**Work item:**
Answer these questions from the abstract below, marking each answer (a), (b), or (c):
(a) Under whose guidance did the Pentagon adopt its military strategy for the 2003 Iraq War?
(b) How did the Bush administration portray ‘Operation Iraqi Freedom’?
(c) What tool appeared to have been substituted for the sledgehammer?

ABSTRACT

Amongst the many controversies associated with the 2003 Iraq War, perhaps the most widely discredited element was the military strategy adopted by the Pentagon under the guidance of Defence Secretary Donald Rumsfeld. ‘Operation Iraqi Freedom’ was portrayed by the Bush administration itself as a bold experiment in the pioneering of a ‘new American way of war’. Of course, this phrase presupposed the existence of an older, more traditional American style of war which it was held to have rejected. For most of the twentieth century, the hallmark of the American approach to warfare was associated with its reliance on the mustering of an overwhelming margin of superiority through which opponents of the republic were utterly annihilated. In contrast, the hallmark of the new style was held to lie in the radical improvements in precision and efficiency afforded by the new military technologies of the information revolution. For a brief period – now unimaginably distant in the light of the chaos which now attends an Iraq on the verge or in the midst of a civil war (depending on one’s point of view) – this new style of war appeared to permit the US to decapitate hostile regimes while leaving their surrounding societies almost untouched. The surgeon’s scalpel appeared to have been substituted for the sledgehammer. Yet this simplistic contrast between an old and new American way of war only scratches at the surface of the more fundamental transition in the US military community’s basic assumptions about war and the way in which it should ideally be fought.

**Given records:**
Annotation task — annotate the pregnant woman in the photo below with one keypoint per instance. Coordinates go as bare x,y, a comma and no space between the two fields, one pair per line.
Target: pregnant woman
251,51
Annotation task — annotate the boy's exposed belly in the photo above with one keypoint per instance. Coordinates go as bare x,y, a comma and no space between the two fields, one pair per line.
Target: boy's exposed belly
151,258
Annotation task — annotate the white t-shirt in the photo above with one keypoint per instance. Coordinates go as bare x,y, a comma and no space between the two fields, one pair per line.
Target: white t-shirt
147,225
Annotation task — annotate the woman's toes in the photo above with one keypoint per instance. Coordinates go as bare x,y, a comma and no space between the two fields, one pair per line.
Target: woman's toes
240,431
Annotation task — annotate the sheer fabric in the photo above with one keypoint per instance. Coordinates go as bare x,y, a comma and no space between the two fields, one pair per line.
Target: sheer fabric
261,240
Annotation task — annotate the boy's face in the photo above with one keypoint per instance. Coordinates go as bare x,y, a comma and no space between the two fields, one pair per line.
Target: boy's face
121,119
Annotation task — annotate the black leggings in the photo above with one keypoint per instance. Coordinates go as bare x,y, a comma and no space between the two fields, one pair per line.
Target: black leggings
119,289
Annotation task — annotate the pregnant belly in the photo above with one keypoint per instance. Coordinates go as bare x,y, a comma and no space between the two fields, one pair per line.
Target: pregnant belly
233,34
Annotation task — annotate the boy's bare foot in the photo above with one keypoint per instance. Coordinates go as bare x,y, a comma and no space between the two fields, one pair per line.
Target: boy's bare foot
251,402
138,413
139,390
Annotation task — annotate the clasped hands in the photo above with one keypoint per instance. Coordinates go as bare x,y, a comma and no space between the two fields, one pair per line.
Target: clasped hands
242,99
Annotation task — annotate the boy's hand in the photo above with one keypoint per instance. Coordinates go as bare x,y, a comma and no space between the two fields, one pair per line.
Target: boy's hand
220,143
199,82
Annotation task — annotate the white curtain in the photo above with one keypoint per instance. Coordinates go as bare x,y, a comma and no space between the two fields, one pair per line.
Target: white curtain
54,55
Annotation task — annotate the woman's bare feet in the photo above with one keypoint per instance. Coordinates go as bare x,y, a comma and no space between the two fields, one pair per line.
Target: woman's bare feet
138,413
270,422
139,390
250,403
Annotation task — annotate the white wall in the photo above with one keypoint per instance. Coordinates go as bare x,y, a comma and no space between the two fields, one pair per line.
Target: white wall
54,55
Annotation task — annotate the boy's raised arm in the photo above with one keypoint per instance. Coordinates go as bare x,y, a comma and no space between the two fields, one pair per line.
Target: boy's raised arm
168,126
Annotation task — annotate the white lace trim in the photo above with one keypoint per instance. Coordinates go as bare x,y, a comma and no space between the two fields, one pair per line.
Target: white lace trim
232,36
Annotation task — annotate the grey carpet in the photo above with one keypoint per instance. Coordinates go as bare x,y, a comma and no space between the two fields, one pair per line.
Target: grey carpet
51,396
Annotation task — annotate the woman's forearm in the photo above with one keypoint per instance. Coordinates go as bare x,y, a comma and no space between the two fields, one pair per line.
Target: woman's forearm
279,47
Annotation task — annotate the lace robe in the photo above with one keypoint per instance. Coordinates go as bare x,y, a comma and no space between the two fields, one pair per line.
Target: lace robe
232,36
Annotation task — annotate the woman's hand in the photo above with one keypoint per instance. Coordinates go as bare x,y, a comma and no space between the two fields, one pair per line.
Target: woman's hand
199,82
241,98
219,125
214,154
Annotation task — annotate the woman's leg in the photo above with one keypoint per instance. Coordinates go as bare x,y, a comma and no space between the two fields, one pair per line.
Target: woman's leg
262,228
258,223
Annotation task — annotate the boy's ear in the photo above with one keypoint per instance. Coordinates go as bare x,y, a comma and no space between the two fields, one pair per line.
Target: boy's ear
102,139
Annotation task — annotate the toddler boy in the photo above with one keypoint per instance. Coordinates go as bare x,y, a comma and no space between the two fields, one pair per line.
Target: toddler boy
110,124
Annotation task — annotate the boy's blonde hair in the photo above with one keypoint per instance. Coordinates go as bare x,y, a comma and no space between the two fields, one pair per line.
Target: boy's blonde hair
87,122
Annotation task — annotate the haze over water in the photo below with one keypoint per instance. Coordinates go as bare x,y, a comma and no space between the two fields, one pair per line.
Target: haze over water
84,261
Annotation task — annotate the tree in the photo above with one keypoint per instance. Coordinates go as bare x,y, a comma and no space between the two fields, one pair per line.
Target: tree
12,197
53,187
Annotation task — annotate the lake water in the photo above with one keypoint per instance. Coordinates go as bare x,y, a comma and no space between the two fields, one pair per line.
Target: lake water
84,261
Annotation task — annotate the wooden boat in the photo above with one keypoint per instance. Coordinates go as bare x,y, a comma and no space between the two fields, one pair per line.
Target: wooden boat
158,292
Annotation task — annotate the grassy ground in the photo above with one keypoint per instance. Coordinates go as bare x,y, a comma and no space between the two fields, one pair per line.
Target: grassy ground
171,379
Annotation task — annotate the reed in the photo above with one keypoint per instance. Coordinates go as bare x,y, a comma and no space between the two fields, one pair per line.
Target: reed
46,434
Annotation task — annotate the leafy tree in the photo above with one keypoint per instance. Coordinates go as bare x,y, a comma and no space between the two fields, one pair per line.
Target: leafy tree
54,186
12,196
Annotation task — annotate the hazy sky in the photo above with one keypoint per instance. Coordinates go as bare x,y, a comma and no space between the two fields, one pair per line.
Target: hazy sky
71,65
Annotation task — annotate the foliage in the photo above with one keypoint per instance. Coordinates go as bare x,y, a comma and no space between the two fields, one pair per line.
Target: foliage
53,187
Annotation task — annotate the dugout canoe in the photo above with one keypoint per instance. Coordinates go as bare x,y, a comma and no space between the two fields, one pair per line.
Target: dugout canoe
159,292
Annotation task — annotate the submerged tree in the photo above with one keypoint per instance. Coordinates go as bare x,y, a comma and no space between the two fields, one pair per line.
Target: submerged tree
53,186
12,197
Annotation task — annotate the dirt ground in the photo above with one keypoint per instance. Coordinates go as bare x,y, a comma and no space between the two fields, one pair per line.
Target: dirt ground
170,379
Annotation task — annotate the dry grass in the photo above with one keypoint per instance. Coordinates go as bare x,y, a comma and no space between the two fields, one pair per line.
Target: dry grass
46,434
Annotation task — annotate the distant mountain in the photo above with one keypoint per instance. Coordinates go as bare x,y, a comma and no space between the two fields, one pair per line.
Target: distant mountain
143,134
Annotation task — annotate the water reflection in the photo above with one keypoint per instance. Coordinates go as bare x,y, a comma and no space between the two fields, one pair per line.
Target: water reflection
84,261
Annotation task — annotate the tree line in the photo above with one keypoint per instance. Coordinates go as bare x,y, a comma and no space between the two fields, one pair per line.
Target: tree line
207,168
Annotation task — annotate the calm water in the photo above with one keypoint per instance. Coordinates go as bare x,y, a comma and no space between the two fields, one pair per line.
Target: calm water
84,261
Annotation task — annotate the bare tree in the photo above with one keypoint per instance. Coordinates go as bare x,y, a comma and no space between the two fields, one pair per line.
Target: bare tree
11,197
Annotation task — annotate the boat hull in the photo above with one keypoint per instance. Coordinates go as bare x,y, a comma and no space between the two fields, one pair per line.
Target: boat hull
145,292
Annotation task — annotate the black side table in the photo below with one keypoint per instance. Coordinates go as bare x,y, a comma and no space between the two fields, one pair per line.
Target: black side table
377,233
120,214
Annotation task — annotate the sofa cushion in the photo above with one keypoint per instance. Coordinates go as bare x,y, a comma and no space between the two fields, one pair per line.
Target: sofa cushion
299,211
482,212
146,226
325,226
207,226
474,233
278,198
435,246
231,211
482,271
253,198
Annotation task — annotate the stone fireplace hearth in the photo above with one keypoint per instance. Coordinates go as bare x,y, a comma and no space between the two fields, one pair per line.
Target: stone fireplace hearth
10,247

**Exercise output:**
(a) Defence Secretary Donald Rumsfeld.
(b) As a bold experiment in the pioneering of a ‘new American way of war’.
(c) The surgeon’s scalpel.